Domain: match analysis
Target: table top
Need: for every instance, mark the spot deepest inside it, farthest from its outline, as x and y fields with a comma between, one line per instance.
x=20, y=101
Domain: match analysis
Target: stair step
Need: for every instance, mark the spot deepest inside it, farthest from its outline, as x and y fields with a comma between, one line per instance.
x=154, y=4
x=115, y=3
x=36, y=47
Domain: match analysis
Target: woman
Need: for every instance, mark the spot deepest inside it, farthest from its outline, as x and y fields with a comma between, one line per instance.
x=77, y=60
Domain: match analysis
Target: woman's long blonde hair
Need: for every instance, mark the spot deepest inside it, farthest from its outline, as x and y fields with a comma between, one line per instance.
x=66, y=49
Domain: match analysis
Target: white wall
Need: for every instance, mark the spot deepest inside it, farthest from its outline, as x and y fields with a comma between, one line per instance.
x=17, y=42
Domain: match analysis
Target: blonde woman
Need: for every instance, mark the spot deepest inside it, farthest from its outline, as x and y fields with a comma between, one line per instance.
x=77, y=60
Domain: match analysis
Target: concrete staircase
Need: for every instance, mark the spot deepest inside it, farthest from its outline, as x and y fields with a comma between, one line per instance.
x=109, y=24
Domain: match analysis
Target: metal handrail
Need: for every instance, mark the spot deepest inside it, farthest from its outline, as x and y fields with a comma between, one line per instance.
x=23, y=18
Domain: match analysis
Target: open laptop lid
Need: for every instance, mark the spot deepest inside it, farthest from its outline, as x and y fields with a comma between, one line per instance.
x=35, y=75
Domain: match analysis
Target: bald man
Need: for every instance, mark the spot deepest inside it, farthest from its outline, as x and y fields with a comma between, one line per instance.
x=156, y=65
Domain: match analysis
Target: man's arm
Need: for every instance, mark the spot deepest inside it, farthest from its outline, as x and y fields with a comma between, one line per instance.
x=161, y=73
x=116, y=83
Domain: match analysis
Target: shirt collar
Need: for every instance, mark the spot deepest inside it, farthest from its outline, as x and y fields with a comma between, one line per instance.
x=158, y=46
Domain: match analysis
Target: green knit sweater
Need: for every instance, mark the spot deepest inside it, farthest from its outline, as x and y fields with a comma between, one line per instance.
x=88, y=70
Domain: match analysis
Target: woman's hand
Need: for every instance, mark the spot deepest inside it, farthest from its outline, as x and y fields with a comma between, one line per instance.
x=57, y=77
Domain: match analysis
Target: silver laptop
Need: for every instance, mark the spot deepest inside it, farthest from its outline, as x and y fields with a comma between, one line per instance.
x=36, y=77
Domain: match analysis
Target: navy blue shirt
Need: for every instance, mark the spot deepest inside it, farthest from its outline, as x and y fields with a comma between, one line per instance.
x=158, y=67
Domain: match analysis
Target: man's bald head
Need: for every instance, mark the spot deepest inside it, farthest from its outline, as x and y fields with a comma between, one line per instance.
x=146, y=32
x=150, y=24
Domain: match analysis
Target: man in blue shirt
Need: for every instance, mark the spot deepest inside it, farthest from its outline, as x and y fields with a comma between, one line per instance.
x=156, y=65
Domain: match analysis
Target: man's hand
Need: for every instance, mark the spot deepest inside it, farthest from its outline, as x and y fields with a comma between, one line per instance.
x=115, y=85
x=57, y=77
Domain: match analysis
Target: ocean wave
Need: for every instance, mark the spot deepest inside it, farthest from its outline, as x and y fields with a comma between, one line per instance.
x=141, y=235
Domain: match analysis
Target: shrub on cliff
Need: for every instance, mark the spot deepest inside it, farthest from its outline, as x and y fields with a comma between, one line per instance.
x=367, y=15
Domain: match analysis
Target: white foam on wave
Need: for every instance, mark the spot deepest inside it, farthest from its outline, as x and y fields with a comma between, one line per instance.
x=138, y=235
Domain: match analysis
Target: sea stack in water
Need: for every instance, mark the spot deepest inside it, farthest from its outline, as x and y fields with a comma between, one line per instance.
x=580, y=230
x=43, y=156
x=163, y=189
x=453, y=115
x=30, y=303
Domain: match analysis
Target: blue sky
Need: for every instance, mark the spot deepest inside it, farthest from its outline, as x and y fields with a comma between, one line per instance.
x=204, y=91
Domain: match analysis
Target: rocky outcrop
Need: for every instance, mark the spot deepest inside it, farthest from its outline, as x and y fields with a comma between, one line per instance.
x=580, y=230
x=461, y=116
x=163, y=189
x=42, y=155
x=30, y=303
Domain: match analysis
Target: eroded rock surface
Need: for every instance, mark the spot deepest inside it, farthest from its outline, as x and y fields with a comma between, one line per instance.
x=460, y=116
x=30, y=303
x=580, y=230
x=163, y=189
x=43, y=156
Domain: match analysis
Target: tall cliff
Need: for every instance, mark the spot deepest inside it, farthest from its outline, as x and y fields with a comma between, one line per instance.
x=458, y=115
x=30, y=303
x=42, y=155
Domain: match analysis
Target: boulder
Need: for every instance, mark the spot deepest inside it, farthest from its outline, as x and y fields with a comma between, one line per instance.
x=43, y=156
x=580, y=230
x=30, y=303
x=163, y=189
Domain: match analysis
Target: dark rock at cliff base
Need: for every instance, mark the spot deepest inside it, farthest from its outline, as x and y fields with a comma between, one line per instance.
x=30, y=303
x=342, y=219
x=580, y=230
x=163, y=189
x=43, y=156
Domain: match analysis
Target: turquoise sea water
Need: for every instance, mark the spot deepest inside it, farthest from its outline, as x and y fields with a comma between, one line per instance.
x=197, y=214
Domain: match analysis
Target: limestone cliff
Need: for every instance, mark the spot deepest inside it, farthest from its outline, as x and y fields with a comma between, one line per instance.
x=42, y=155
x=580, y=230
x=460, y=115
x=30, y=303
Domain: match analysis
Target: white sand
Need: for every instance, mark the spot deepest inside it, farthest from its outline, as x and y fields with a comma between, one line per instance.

--- --- ---

TASK DETAILS: Report all lines of the material that contain the word "bald".

ANSWER TO THE PROBLEM:
Target: bald man
Target: man's bald head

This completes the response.